----- DATA PROVIDED -----
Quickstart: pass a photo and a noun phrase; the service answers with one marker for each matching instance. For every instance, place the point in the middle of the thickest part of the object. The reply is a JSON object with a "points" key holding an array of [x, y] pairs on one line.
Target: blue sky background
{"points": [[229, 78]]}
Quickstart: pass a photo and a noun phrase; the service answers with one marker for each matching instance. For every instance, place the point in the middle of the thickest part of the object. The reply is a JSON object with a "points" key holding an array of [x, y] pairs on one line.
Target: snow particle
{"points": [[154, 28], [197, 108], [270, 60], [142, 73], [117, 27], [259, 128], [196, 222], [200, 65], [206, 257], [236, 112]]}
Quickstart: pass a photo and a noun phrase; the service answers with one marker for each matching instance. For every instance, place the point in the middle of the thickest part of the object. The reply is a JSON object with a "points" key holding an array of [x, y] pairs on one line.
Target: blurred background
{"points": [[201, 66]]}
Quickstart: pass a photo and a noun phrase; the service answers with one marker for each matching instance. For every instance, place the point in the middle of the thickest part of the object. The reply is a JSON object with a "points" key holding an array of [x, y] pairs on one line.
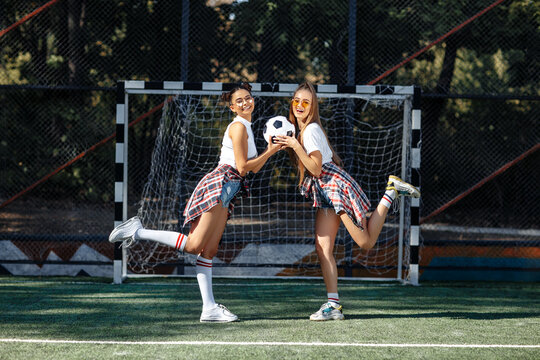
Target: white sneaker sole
{"points": [[218, 320], [125, 230], [401, 185]]}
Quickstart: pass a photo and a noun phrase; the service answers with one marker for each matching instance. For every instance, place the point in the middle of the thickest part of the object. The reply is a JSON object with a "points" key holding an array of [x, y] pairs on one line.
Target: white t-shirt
{"points": [[227, 152], [314, 139]]}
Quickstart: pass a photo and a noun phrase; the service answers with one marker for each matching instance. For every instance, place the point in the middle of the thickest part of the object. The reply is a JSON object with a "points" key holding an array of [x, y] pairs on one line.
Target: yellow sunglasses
{"points": [[304, 103]]}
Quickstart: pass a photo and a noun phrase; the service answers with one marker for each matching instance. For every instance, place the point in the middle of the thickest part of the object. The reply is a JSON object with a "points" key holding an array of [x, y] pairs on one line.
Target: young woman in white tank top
{"points": [[212, 201]]}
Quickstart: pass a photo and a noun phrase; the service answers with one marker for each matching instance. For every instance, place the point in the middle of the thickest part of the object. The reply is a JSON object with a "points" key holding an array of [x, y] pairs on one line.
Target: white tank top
{"points": [[227, 153]]}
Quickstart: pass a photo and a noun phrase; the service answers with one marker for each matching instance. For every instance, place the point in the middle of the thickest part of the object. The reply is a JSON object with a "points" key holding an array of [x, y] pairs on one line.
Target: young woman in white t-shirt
{"points": [[336, 195], [219, 187]]}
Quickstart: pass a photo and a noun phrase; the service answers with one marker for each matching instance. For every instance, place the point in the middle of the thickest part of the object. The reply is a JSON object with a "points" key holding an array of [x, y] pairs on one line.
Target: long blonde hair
{"points": [[313, 117]]}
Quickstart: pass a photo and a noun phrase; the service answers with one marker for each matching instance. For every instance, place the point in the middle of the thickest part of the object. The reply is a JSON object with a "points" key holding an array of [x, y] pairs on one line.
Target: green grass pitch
{"points": [[72, 318]]}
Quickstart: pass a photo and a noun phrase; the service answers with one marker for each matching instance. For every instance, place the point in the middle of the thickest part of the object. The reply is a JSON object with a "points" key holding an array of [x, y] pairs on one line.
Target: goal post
{"points": [[376, 130]]}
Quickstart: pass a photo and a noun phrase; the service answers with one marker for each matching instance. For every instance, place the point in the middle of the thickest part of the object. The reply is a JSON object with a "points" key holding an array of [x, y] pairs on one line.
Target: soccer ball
{"points": [[278, 125]]}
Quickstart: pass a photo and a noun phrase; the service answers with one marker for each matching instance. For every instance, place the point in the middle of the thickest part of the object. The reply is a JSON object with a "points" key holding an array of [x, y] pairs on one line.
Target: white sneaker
{"points": [[401, 187], [218, 314], [328, 311], [125, 232]]}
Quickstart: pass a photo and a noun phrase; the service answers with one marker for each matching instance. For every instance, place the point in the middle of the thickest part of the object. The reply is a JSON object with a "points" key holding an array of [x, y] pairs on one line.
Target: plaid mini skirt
{"points": [[223, 183], [340, 189]]}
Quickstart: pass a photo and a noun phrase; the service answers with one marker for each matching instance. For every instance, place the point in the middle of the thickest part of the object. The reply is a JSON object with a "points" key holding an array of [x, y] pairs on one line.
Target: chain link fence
{"points": [[477, 62]]}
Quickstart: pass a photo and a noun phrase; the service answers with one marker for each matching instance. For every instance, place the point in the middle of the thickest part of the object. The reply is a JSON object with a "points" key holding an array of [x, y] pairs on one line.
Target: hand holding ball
{"points": [[278, 125]]}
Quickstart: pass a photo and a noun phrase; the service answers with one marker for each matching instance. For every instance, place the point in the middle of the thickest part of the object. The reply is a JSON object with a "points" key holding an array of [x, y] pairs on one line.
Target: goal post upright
{"points": [[416, 142], [410, 156]]}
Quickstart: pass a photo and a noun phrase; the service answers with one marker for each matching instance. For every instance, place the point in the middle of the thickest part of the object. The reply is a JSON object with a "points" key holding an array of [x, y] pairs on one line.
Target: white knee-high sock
{"points": [[333, 297], [204, 278], [388, 197], [169, 238]]}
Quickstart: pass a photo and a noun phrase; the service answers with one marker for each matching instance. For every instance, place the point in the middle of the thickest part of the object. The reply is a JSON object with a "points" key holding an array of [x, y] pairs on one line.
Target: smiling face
{"points": [[301, 106], [242, 103]]}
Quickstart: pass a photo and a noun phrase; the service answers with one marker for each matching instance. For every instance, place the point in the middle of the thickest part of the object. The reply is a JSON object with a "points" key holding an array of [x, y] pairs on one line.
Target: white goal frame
{"points": [[411, 135]]}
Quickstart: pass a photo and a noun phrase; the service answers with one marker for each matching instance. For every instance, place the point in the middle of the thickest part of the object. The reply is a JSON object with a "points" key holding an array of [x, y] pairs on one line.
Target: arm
{"points": [[238, 135], [312, 161]]}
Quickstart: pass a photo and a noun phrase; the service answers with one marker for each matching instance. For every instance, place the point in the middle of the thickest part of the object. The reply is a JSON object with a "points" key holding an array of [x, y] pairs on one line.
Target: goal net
{"points": [[271, 232]]}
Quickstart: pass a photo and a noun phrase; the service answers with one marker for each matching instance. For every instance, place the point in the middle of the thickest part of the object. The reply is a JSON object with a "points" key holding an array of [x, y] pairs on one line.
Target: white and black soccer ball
{"points": [[278, 125]]}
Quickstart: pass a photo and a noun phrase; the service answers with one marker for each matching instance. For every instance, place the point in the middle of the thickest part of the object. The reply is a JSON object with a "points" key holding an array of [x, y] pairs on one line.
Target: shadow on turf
{"points": [[450, 315]]}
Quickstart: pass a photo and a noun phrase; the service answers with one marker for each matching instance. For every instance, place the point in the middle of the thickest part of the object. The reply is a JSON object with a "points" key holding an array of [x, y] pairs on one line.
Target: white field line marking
{"points": [[263, 343]]}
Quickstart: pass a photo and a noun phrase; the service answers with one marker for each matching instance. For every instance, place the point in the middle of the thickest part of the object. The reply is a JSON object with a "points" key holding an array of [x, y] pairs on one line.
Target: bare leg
{"points": [[326, 227], [366, 239], [206, 231]]}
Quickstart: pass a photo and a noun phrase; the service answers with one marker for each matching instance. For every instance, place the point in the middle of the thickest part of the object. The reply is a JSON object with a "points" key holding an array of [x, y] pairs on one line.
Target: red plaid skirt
{"points": [[207, 194], [341, 189]]}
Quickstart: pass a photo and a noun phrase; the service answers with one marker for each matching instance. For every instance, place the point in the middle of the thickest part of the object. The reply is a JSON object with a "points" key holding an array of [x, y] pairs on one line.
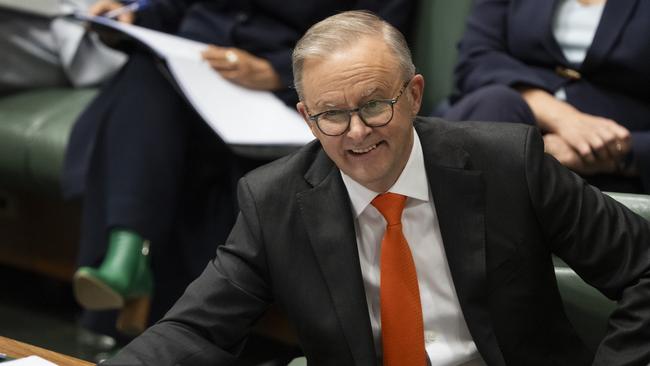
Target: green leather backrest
{"points": [[439, 27], [586, 307], [34, 130]]}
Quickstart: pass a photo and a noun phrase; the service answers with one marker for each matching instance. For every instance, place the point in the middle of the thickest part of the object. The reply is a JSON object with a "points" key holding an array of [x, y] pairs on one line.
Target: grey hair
{"points": [[343, 30]]}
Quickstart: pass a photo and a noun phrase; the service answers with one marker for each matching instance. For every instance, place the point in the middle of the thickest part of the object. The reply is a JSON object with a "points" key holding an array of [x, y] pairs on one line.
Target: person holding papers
{"points": [[400, 240], [157, 183], [42, 49]]}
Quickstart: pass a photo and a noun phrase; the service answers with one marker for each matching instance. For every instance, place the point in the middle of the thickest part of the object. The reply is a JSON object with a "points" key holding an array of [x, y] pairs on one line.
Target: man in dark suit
{"points": [[150, 169], [576, 69], [484, 210]]}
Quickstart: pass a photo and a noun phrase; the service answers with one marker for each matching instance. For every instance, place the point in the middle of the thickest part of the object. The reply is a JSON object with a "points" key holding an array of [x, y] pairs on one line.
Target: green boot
{"points": [[123, 276]]}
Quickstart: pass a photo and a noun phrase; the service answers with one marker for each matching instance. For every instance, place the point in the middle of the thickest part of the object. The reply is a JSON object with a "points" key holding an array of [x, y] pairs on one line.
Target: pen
{"points": [[132, 7]]}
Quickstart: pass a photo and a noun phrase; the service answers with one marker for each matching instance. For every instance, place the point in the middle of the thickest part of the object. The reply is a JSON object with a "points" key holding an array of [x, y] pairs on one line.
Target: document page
{"points": [[240, 116]]}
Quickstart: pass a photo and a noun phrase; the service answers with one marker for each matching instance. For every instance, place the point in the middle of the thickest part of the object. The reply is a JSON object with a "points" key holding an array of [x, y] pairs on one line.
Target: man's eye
{"points": [[333, 115], [374, 106]]}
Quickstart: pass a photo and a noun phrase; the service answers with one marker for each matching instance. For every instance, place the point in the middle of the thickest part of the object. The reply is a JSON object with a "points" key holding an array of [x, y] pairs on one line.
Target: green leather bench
{"points": [[586, 307], [39, 230]]}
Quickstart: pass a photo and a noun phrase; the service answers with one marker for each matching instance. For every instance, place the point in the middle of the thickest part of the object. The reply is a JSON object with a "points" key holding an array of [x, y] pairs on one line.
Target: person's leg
{"points": [[133, 184], [492, 103]]}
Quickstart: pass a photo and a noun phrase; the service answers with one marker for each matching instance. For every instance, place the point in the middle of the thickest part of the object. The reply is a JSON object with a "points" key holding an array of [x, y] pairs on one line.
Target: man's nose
{"points": [[358, 130]]}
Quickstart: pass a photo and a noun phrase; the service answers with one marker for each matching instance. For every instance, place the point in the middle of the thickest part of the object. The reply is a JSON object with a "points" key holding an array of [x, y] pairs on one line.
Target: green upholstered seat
{"points": [[439, 27], [586, 307], [34, 130]]}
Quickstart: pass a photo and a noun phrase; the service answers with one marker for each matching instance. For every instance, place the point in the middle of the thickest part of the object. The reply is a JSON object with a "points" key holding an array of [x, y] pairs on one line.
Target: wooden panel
{"points": [[17, 349]]}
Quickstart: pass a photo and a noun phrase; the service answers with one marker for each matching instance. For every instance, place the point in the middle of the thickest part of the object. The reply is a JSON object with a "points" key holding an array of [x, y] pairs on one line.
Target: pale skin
{"points": [[248, 71], [347, 78], [586, 143]]}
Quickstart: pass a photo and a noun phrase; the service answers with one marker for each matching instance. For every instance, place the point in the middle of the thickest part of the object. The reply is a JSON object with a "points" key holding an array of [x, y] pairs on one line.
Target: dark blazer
{"points": [[503, 208], [265, 28], [510, 42]]}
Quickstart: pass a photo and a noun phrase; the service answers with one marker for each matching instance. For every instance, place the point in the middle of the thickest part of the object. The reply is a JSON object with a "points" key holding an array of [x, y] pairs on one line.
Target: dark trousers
{"points": [[159, 170], [503, 104]]}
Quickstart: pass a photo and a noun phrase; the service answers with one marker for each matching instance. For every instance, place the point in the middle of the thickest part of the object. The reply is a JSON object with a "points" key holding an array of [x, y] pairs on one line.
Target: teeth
{"points": [[363, 151]]}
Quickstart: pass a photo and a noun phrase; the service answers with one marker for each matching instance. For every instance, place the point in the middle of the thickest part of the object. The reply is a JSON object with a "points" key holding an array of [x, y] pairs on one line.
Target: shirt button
{"points": [[430, 336], [242, 17]]}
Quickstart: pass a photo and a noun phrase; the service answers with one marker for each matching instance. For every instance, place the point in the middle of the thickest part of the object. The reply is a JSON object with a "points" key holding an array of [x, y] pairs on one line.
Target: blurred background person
{"points": [[575, 68], [39, 51]]}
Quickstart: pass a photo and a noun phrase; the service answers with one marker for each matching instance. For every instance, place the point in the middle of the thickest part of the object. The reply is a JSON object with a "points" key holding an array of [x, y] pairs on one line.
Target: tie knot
{"points": [[390, 205]]}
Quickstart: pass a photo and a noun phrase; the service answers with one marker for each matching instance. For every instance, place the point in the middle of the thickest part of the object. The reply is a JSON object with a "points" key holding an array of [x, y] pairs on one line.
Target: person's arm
{"points": [[483, 55], [604, 242], [598, 143], [209, 324]]}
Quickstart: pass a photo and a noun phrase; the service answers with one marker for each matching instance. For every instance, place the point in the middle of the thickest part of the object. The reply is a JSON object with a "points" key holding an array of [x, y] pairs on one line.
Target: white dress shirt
{"points": [[574, 29], [447, 339]]}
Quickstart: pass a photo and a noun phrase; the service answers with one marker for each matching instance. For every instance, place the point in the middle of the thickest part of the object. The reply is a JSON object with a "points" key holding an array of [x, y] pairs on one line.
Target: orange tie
{"points": [[402, 331]]}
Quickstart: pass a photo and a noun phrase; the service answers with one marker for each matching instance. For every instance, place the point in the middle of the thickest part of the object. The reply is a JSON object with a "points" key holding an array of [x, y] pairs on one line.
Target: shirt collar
{"points": [[412, 182]]}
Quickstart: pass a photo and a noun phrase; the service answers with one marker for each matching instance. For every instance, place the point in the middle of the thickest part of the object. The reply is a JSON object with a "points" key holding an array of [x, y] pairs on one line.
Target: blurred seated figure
{"points": [[51, 52], [577, 69], [157, 183]]}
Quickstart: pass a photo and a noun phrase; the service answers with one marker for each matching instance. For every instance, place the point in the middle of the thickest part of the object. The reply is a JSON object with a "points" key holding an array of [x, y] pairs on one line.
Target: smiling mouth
{"points": [[365, 150]]}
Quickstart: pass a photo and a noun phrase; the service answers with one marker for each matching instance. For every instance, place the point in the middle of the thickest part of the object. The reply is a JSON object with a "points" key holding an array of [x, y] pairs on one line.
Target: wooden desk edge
{"points": [[16, 349]]}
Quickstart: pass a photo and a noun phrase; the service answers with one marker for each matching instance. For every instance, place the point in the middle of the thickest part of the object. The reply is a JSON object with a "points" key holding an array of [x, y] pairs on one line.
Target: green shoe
{"points": [[124, 274]]}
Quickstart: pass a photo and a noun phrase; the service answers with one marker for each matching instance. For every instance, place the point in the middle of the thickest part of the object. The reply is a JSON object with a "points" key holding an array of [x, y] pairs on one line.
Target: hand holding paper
{"points": [[242, 68]]}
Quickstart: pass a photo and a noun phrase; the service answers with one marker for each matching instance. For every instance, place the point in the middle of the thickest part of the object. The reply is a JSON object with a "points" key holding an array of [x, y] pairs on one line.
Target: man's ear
{"points": [[302, 109], [416, 92]]}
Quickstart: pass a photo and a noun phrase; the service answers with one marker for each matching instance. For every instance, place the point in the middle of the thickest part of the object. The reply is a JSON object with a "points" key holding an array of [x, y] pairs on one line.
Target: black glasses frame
{"points": [[316, 117]]}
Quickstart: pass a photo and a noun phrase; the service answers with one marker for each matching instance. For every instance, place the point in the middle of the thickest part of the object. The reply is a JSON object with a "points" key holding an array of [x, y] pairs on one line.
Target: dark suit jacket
{"points": [[510, 42], [265, 28], [503, 208]]}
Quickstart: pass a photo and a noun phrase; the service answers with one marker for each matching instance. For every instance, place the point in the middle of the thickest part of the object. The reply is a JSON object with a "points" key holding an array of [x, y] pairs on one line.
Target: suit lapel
{"points": [[328, 217], [615, 15], [542, 21], [458, 195]]}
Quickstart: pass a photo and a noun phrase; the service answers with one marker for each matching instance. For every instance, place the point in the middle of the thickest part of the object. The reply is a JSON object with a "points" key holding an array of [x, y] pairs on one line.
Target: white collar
{"points": [[412, 182]]}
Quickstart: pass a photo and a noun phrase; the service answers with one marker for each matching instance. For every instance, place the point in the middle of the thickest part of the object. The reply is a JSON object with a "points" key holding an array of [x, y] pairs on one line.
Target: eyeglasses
{"points": [[375, 113]]}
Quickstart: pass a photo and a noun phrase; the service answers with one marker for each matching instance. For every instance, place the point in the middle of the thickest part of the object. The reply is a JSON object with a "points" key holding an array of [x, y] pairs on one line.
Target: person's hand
{"points": [[243, 68], [567, 156], [104, 6], [595, 139]]}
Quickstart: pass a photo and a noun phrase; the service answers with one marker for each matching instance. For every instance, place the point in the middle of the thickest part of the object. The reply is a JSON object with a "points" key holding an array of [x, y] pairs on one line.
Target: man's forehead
{"points": [[335, 97]]}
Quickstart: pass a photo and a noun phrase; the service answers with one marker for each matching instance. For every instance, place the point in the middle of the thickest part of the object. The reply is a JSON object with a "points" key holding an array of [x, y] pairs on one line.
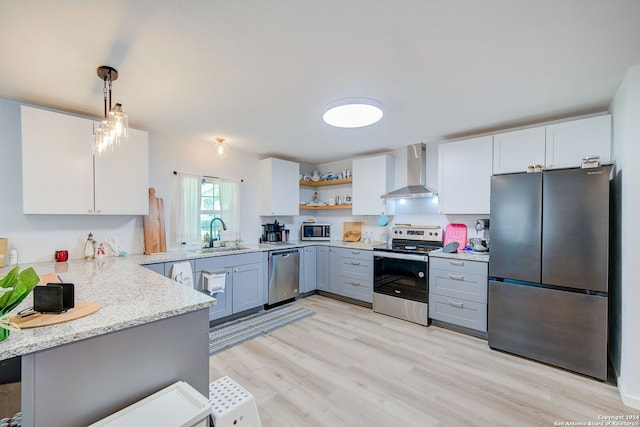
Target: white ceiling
{"points": [[259, 73]]}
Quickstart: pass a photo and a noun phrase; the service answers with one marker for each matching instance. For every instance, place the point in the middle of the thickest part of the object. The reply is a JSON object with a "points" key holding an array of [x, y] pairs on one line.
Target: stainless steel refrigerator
{"points": [[548, 270]]}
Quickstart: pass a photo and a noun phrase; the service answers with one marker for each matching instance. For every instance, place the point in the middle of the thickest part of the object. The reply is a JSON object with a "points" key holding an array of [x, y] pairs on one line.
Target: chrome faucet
{"points": [[224, 227]]}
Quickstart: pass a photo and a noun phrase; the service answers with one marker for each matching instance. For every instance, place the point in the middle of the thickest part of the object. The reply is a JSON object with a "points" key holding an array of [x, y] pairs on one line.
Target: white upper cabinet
{"points": [[57, 163], [569, 142], [464, 173], [372, 177], [58, 174], [515, 151], [555, 146], [279, 187]]}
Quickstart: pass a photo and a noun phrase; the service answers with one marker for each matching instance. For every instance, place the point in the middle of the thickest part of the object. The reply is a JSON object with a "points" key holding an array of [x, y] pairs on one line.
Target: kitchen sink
{"points": [[221, 249]]}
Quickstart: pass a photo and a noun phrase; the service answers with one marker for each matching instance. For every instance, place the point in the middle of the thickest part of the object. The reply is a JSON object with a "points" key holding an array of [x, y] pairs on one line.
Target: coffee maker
{"points": [[482, 225], [274, 232]]}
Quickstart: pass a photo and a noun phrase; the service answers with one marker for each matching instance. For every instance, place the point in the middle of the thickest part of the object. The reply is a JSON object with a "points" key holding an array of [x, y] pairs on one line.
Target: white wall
{"points": [[37, 237], [625, 286], [168, 153]]}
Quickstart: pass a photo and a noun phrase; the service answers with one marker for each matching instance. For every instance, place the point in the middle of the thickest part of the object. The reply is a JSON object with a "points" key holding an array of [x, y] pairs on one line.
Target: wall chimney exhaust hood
{"points": [[416, 175]]}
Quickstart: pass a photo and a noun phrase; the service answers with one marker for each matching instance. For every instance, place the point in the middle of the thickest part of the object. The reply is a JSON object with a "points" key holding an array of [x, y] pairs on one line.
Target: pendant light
{"points": [[221, 147], [115, 125]]}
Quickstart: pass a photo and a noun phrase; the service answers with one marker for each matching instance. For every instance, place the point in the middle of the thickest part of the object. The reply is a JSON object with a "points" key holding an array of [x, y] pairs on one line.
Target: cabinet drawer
{"points": [[458, 265], [472, 287], [355, 268], [361, 290], [459, 312], [168, 266]]}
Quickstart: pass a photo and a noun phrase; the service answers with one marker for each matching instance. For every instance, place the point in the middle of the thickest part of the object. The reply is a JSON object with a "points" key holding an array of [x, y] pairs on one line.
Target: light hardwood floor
{"points": [[349, 366]]}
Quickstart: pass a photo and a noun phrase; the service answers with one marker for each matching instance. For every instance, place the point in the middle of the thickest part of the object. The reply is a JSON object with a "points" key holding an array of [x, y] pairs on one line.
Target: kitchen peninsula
{"points": [[149, 333]]}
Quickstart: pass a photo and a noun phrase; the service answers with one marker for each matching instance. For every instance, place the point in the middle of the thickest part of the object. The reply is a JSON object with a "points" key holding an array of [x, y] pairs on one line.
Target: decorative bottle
{"points": [[90, 248]]}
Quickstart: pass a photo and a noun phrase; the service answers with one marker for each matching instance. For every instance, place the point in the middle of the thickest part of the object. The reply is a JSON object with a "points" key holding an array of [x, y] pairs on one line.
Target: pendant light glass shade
{"points": [[115, 125], [353, 113], [221, 147], [119, 123]]}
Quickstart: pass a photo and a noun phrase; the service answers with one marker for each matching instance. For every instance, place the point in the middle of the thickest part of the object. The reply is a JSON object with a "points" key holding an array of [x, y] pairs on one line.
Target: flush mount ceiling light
{"points": [[353, 112], [221, 147], [115, 125]]}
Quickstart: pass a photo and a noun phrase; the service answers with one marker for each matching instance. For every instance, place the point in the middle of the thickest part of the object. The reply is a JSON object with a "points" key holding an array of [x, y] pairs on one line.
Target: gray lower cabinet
{"points": [[244, 285], [323, 268], [458, 292], [247, 286], [308, 269], [157, 267], [168, 266], [352, 271]]}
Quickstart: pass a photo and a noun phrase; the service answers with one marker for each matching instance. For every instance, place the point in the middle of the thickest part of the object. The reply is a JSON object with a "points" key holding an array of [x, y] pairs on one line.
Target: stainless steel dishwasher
{"points": [[284, 275]]}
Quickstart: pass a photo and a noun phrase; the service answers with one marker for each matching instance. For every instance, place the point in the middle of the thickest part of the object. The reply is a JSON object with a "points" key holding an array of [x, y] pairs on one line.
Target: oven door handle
{"points": [[408, 257]]}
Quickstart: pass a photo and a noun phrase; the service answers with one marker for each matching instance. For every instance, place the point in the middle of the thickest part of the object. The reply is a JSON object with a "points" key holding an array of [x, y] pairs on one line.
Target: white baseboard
{"points": [[629, 399]]}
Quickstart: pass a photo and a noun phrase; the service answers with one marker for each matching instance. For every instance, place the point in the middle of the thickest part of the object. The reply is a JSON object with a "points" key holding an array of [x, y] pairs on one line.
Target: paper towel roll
{"points": [[214, 282]]}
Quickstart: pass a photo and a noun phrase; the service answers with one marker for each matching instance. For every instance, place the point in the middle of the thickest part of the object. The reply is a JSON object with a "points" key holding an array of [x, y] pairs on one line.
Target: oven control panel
{"points": [[426, 233]]}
-----
-- DIRECTION --
Show every line in the rows above that contains the string "pendant", treating uppercase and lowercase as different.

-- FINISHED TASK --
Target: pendant light
Target: pendant light glass shade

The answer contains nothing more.